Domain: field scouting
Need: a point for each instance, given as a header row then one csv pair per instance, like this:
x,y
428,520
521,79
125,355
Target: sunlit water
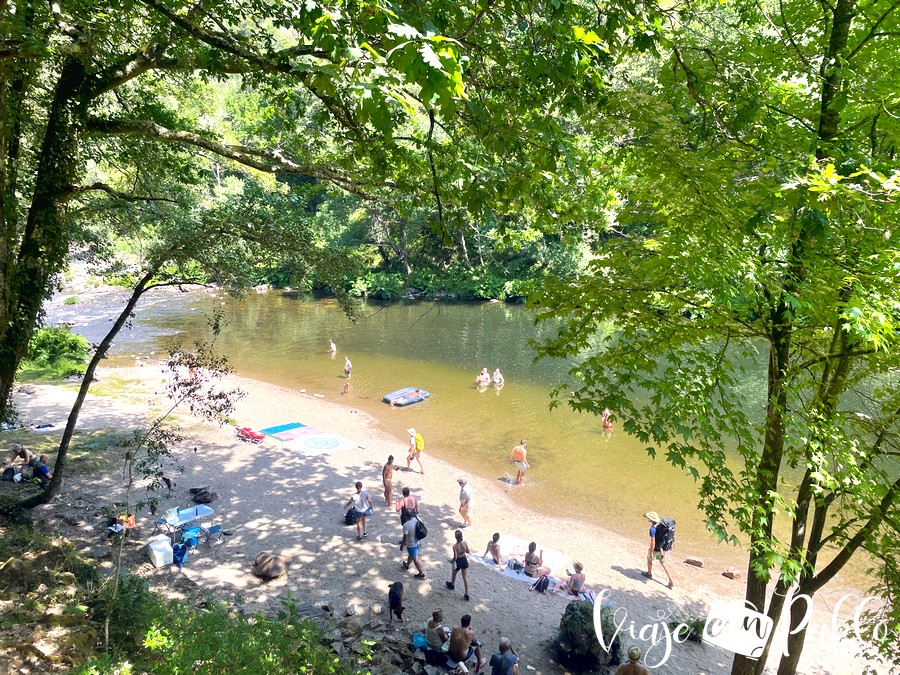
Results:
x,y
576,468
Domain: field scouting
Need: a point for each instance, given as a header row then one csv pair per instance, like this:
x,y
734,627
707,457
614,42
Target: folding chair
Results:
x,y
190,536
214,532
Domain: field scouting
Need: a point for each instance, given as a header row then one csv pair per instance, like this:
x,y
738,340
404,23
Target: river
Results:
x,y
282,338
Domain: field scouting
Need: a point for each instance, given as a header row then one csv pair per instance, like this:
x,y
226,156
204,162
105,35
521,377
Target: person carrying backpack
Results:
x,y
662,538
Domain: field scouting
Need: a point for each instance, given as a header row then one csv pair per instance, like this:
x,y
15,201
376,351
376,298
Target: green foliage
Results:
x,y
172,637
57,349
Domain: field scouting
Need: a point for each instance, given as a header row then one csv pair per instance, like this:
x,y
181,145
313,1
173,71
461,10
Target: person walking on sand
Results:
x,y
654,552
506,662
387,478
412,547
518,456
460,562
493,548
633,667
465,501
409,502
361,503
416,445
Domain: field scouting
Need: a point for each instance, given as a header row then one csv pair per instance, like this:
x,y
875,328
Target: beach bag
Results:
x,y
421,530
665,535
179,555
542,584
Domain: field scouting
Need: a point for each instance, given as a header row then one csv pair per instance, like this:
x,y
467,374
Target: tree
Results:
x,y
386,101
756,225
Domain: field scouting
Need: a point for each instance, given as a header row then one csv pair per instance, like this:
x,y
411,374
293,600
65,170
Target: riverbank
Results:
x,y
274,499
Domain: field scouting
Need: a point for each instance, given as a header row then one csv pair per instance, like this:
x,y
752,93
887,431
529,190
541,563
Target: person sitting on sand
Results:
x,y
436,634
493,548
534,563
633,667
19,451
464,644
575,584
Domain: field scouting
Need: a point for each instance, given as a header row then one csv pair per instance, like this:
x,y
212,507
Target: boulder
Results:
x,y
270,566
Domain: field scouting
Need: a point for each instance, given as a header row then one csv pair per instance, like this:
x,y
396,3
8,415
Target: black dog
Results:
x,y
395,601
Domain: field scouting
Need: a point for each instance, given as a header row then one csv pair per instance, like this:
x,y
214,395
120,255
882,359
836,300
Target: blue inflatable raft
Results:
x,y
405,396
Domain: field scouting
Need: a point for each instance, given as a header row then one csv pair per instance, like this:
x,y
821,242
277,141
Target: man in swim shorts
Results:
x,y
518,456
460,564
387,477
464,644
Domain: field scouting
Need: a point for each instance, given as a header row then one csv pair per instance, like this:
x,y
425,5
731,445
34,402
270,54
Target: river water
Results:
x,y
282,338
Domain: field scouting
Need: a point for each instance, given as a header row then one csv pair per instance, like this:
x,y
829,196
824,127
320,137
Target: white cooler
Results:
x,y
160,551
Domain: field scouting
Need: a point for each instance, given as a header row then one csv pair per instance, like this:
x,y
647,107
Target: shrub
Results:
x,y
59,350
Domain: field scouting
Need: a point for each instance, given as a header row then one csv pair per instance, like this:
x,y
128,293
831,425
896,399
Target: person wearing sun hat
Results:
x,y
416,445
633,667
652,553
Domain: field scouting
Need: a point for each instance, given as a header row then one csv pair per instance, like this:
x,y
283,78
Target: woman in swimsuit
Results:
x,y
460,564
575,585
534,563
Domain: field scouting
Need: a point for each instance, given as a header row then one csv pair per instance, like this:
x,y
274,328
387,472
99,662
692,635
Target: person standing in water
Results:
x,y
518,456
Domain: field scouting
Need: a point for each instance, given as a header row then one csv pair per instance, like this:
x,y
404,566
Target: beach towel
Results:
x,y
271,431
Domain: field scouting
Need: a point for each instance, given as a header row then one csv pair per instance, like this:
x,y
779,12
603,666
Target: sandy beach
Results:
x,y
274,499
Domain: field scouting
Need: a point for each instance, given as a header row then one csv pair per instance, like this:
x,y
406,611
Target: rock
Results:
x,y
270,566
99,552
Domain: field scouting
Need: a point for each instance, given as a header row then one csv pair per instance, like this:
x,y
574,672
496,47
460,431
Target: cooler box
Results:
x,y
160,551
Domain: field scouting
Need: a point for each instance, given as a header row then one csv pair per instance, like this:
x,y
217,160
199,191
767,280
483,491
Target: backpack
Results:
x,y
542,584
665,535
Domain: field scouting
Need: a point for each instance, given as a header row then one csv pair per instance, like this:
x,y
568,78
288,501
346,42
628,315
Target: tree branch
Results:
x,y
117,194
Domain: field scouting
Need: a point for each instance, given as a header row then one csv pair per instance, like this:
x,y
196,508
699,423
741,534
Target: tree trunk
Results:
x,y
45,240
100,354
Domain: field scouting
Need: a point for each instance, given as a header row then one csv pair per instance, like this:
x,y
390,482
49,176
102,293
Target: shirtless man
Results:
x,y
21,452
411,502
463,643
518,456
493,548
387,477
460,564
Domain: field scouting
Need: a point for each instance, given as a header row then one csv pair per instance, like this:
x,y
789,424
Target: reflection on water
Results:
x,y
576,468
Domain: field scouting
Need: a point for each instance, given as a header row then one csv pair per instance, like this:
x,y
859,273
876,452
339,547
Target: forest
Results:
x,y
718,178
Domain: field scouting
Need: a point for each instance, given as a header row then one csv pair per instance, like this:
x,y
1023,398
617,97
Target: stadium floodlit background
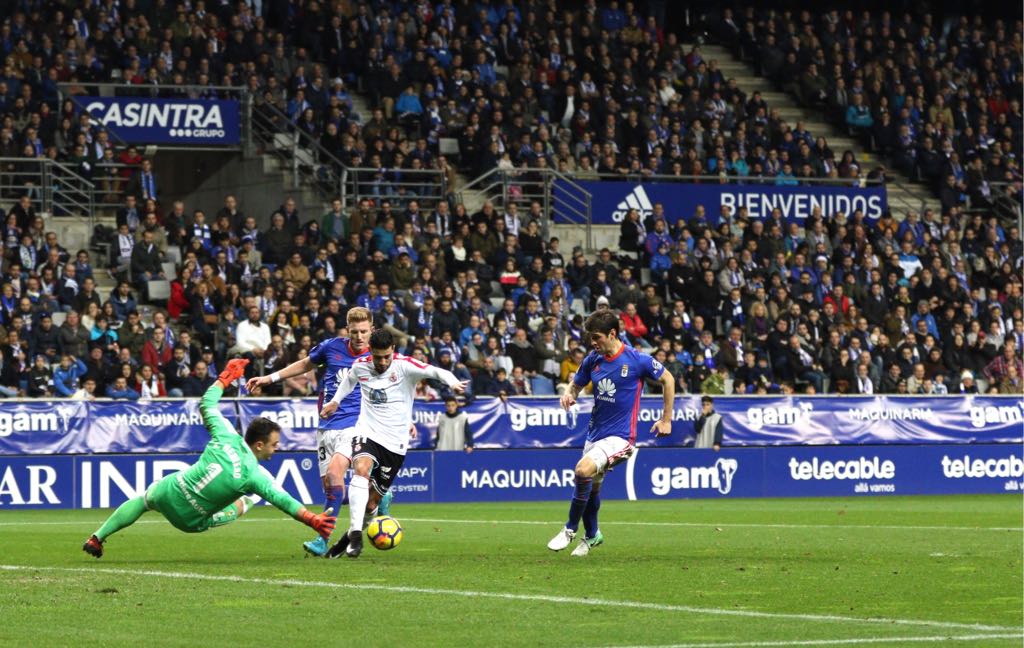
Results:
x,y
810,212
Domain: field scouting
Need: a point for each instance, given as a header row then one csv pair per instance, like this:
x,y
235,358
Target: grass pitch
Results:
x,y
873,571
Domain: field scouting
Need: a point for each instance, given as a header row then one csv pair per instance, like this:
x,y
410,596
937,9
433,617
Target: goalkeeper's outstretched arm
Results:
x,y
215,422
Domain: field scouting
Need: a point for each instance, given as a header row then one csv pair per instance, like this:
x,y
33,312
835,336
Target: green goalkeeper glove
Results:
x,y
322,523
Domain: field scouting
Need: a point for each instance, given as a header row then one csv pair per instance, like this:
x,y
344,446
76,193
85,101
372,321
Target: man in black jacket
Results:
x,y
145,261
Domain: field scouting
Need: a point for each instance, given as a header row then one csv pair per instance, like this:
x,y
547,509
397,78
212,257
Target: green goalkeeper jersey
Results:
x,y
227,469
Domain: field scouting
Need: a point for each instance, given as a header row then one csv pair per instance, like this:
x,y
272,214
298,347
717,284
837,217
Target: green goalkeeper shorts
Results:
x,y
169,498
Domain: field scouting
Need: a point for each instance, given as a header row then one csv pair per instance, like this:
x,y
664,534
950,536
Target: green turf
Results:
x,y
940,561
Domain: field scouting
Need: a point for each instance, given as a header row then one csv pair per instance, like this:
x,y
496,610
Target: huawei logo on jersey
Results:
x,y
606,390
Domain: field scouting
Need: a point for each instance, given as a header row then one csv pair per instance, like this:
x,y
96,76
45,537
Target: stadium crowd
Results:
x,y
930,304
941,98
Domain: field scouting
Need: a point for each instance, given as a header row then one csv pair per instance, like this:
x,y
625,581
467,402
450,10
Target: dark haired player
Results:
x,y
212,491
617,373
387,381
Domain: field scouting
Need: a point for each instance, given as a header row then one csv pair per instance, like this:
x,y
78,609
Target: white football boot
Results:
x,y
561,541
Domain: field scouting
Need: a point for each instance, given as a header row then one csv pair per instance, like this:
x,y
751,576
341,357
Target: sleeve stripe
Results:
x,y
412,361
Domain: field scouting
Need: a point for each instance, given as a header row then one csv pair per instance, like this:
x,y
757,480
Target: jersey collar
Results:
x,y
608,358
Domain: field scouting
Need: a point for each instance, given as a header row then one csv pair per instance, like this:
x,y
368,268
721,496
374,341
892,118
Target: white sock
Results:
x,y
358,494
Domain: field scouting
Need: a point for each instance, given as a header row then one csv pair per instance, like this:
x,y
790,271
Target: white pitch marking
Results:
x,y
606,523
740,525
508,596
835,642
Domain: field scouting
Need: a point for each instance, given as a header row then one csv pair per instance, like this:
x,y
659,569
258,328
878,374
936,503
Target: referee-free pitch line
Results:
x,y
839,642
508,596
603,523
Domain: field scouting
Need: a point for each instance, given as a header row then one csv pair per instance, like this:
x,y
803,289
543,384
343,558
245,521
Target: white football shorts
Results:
x,y
607,451
331,442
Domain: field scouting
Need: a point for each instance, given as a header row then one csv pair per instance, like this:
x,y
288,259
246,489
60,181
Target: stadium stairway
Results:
x,y
902,195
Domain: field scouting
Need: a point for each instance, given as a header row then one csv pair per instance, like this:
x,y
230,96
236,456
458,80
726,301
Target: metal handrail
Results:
x,y
727,179
304,155
56,188
193,90
432,186
572,203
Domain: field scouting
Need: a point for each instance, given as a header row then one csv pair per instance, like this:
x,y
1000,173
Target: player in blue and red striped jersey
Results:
x,y
334,435
617,373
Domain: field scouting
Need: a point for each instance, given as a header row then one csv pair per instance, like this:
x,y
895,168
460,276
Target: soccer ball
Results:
x,y
384,532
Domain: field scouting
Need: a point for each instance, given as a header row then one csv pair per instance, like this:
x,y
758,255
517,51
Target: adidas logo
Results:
x,y
606,388
637,200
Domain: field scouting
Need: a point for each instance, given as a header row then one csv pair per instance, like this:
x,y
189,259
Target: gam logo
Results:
x,y
781,416
719,477
996,415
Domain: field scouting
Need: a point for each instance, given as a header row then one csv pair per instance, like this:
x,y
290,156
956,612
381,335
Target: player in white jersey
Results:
x,y
387,383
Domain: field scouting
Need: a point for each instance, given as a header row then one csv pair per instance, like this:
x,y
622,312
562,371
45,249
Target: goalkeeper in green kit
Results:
x,y
212,491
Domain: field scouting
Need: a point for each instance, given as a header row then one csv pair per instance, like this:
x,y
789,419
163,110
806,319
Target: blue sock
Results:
x,y
590,514
580,500
333,498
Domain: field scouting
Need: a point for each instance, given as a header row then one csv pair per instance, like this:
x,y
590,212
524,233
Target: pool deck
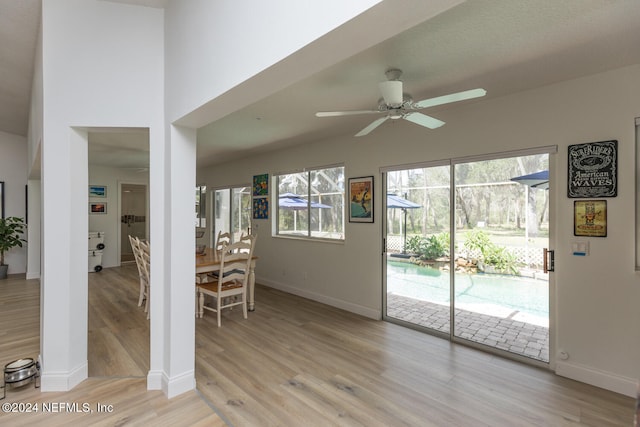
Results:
x,y
506,333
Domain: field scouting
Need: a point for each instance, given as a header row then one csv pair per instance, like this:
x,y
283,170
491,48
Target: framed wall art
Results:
x,y
590,218
361,199
593,170
97,208
98,191
261,185
260,208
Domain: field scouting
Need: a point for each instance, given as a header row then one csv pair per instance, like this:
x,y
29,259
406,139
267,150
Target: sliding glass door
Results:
x,y
418,247
466,260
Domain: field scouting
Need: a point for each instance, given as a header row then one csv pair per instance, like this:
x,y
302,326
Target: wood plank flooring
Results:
x,y
296,362
116,362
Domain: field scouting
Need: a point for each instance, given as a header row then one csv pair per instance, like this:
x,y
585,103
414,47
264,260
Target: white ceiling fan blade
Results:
x,y
391,92
372,126
453,97
345,113
423,120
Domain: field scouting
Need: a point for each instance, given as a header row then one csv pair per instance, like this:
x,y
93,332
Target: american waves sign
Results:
x,y
593,169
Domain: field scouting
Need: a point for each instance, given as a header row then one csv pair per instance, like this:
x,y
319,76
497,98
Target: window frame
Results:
x,y
309,195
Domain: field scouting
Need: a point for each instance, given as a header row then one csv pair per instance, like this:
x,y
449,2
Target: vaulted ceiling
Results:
x,y
503,46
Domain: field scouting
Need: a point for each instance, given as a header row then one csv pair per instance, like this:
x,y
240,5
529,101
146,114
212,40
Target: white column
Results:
x,y
64,259
173,264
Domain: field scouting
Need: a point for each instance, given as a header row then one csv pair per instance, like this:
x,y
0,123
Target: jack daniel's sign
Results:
x,y
593,170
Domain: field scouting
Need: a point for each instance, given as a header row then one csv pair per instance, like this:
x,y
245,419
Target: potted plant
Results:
x,y
11,230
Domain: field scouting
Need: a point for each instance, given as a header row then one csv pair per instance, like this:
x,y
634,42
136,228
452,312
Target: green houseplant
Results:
x,y
11,231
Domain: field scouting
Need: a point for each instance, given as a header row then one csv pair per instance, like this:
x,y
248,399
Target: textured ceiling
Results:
x,y
504,46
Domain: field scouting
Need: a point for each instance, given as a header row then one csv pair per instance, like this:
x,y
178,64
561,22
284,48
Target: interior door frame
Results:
x,y
551,151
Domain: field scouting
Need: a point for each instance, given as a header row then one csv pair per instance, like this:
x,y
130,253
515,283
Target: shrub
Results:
x,y
496,256
431,247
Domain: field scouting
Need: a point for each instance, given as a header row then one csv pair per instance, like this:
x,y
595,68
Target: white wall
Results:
x,y
102,66
218,46
13,171
597,297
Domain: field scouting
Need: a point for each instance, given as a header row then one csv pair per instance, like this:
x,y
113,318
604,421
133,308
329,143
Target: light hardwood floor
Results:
x,y
296,362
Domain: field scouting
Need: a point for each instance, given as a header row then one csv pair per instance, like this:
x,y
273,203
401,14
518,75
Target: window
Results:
x,y
311,204
232,211
201,206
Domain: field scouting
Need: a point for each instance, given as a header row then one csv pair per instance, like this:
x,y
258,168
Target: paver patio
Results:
x,y
518,337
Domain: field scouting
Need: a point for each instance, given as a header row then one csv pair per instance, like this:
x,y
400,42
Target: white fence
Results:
x,y
528,256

---

### SET EXERCISE
Count the lines in the entries above that contain the string "black", treating uppercase and lowercase as distinct. Give only the number.

### TASK SOLUTION
2